**WHAT YOU HAVE TO DO**
Report how many lines in the entries below contain the word "motif", giving only the number.

****************

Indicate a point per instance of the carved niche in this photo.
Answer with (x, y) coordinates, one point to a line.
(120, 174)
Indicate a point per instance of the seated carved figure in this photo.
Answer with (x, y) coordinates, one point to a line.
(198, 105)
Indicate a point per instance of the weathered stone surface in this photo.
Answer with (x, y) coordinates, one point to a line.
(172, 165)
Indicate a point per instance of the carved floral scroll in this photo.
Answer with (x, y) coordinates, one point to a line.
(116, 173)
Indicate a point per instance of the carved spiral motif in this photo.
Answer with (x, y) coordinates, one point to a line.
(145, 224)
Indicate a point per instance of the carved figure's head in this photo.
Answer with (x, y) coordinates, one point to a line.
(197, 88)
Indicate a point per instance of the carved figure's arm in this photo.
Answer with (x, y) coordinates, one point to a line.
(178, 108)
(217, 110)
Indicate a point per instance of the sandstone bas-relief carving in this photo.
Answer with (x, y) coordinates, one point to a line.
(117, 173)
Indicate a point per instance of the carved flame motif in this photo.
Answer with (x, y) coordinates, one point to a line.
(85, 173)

****************

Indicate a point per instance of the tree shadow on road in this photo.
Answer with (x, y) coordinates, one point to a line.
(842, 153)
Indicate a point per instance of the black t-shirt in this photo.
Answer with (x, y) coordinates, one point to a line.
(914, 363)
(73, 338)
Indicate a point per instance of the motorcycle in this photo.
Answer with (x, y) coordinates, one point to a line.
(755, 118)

****************

**TASK RESULT**
2